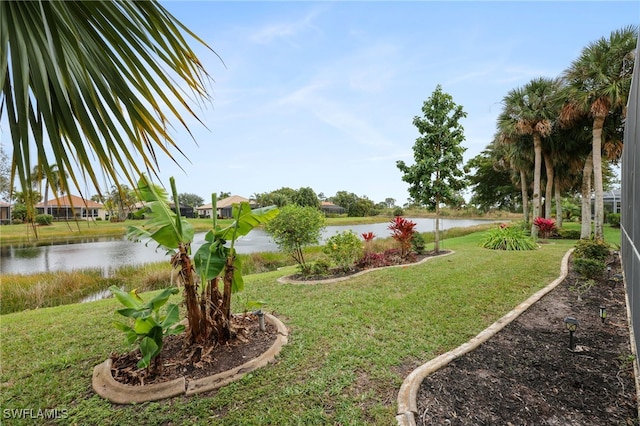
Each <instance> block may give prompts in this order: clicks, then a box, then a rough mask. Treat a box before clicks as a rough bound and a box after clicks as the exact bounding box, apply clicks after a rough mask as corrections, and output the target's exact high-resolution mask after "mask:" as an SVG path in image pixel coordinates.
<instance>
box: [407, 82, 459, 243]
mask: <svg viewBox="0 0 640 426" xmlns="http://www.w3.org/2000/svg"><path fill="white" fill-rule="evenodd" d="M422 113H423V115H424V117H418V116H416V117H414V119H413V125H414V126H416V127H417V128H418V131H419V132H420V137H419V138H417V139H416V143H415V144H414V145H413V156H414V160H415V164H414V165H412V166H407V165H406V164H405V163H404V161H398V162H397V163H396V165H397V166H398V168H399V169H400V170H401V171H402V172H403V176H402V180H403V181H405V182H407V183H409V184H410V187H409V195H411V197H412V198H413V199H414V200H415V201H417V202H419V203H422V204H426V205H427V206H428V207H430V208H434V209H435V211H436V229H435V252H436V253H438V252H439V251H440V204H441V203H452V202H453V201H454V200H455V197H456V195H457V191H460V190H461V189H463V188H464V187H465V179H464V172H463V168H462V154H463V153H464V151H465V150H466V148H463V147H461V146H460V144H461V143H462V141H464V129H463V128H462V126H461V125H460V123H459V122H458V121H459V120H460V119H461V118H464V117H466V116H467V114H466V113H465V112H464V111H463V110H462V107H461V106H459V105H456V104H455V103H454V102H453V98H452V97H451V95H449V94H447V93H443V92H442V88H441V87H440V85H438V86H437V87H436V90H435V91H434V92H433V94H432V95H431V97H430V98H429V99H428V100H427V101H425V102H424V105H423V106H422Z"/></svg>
==
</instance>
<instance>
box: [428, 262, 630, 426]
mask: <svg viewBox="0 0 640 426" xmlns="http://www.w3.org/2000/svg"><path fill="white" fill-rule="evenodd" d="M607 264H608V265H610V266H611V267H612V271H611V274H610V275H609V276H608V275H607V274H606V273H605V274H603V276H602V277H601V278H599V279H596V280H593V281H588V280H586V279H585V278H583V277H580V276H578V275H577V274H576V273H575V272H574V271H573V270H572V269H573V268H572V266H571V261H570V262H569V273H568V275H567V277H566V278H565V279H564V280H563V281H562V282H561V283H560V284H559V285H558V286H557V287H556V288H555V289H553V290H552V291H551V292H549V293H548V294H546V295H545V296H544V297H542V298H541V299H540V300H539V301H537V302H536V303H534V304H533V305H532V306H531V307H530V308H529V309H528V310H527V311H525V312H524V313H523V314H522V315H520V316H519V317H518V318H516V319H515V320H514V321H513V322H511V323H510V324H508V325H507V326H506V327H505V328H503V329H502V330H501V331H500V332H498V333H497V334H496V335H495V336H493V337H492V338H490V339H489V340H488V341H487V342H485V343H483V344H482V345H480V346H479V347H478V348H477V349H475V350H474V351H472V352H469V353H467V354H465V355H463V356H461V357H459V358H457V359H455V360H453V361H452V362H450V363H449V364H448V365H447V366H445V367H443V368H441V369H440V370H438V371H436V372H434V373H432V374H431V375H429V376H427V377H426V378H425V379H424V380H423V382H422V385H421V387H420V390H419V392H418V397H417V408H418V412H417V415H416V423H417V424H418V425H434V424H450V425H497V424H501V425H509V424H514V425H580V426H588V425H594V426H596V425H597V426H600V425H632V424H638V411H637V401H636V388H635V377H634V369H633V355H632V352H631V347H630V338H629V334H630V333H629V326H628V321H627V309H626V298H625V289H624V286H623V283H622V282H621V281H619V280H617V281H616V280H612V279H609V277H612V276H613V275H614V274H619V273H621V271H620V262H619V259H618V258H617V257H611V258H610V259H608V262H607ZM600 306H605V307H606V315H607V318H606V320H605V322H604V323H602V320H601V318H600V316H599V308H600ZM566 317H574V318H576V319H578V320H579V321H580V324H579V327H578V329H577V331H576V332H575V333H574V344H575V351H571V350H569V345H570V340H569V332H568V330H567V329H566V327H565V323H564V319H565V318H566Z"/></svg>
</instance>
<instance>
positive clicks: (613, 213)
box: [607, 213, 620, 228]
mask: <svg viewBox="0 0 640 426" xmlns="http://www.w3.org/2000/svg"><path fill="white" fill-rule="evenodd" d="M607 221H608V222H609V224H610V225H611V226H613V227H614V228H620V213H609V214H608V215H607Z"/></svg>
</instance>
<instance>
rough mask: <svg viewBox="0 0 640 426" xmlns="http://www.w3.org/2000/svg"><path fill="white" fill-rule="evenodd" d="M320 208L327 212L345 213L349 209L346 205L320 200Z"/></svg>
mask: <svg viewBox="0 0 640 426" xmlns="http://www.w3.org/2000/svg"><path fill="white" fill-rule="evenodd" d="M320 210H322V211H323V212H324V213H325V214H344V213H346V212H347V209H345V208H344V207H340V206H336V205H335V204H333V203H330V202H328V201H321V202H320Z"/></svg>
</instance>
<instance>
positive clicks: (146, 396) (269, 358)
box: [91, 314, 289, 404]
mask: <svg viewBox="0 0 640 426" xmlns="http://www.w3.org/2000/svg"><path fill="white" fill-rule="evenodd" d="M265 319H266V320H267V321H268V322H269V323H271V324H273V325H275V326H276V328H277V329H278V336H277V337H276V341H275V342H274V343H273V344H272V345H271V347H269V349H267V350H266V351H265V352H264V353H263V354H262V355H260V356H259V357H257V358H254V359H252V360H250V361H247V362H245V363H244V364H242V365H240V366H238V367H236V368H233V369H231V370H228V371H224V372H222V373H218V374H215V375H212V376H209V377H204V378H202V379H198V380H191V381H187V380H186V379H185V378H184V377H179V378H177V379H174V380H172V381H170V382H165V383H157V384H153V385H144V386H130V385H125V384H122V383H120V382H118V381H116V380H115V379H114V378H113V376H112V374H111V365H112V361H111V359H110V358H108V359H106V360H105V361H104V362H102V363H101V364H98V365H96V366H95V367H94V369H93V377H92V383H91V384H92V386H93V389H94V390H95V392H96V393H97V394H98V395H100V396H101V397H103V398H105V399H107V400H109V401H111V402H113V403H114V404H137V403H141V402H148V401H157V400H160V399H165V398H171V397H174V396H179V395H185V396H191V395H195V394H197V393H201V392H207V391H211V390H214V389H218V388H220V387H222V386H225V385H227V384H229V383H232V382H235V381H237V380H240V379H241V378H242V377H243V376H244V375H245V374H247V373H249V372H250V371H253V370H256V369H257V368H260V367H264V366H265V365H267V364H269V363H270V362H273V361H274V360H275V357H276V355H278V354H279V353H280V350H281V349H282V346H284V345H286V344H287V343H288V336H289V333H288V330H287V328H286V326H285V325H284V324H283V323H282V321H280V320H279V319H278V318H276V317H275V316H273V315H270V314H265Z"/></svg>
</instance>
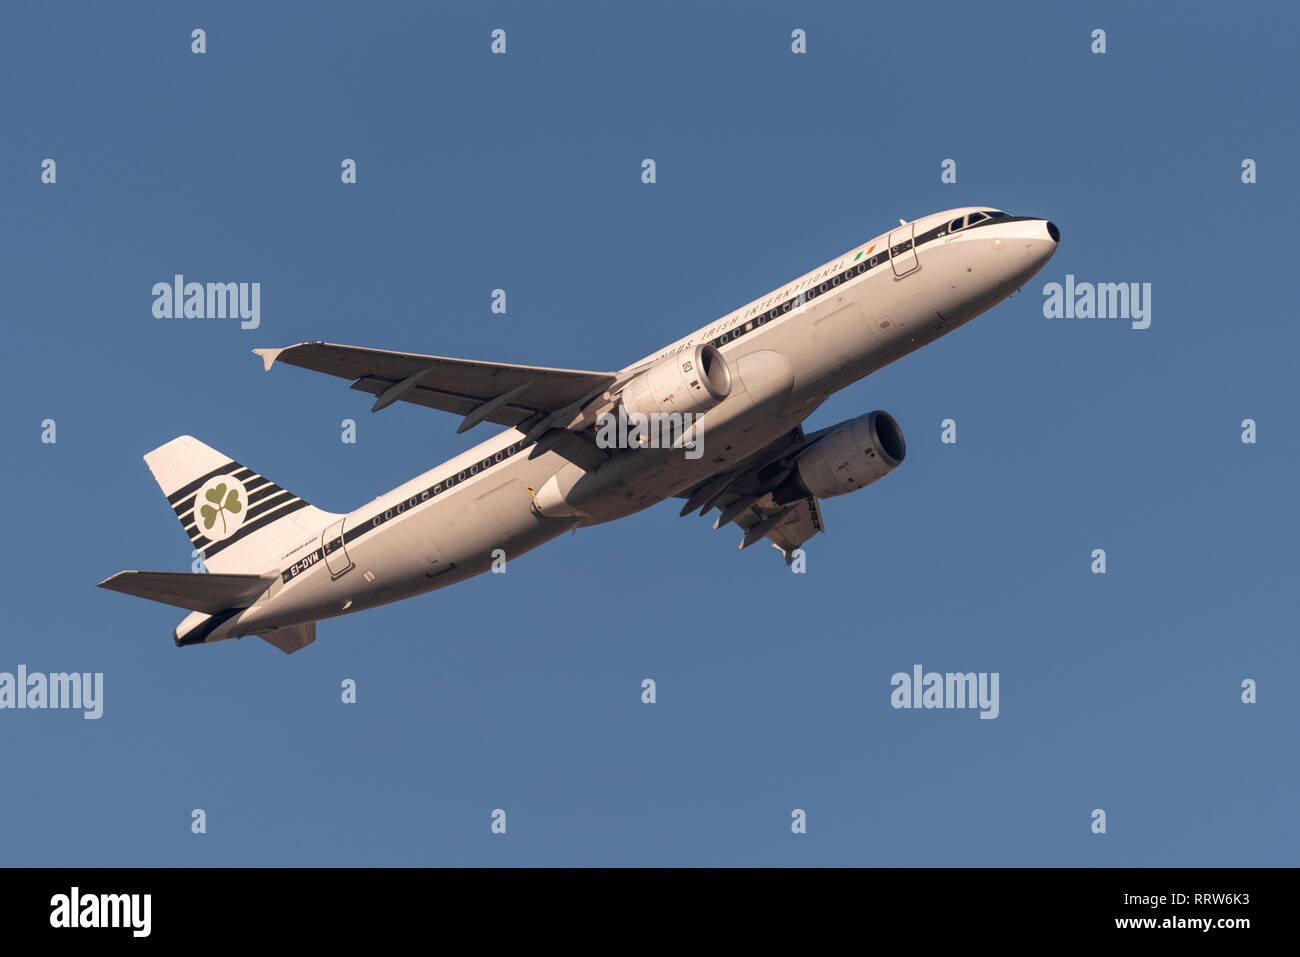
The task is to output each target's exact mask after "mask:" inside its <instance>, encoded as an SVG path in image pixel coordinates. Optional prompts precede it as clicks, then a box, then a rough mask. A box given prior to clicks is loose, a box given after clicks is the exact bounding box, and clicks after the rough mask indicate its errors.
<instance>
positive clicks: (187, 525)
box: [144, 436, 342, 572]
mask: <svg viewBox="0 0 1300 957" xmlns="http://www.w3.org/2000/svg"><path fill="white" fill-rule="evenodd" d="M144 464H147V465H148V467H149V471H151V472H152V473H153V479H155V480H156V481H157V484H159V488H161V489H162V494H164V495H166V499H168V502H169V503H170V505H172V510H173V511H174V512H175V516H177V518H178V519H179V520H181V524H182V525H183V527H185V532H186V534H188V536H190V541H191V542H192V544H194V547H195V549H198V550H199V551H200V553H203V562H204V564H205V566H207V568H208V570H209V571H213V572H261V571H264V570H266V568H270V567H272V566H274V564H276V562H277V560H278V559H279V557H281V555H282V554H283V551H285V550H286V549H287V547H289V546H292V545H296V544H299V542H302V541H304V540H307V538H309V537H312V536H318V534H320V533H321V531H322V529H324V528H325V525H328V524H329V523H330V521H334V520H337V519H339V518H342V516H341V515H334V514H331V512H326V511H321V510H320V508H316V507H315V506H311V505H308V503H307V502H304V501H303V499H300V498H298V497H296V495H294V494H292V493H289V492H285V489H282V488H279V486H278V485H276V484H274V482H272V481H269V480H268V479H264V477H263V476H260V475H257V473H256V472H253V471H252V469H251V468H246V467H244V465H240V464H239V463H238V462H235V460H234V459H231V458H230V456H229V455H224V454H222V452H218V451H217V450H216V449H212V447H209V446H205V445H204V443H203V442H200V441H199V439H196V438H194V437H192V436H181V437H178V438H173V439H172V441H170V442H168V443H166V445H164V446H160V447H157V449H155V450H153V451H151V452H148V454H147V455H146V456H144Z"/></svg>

## Task goal:
Copy out each line of the data that holds the string "positive".

## Answer to this exercise:
positive clicks: (613, 213)
positive clicks: (146, 396) (269, 358)
positive clicks: (187, 525)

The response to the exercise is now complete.